Please state how many lines of the records hold the string "woman", giving nothing but the number.
BEGIN Input for this task
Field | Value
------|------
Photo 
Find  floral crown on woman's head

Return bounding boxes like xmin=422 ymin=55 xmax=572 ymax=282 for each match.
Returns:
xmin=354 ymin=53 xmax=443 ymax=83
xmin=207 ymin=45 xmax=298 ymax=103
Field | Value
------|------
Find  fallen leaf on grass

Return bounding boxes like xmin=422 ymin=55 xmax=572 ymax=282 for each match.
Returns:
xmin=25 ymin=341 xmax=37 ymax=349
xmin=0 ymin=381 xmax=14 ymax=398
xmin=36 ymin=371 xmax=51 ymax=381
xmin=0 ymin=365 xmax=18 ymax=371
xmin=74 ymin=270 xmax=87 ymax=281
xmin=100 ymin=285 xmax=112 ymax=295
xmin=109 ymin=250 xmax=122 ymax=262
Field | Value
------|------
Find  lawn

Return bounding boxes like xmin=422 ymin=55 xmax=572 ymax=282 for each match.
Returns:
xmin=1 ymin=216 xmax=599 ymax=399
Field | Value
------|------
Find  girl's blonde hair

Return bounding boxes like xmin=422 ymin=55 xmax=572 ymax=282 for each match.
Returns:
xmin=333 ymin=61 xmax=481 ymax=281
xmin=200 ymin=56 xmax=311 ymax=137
END Input for this task
BEGIN Input for this task
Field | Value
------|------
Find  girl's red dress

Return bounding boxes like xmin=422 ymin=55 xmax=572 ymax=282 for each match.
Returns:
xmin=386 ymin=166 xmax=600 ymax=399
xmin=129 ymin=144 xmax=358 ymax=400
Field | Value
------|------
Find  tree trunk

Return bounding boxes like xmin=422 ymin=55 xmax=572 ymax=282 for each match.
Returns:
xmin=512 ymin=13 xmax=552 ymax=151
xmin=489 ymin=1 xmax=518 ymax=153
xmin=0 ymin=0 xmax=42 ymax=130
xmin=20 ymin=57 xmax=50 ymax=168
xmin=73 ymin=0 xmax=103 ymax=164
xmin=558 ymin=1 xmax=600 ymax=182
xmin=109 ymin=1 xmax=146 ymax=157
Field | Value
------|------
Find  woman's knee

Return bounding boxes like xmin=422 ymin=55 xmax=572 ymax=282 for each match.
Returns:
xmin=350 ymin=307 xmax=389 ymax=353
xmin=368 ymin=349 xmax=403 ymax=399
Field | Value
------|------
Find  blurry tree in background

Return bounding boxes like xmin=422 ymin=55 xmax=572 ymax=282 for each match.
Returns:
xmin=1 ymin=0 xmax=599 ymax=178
END Input for this task
Response area:
2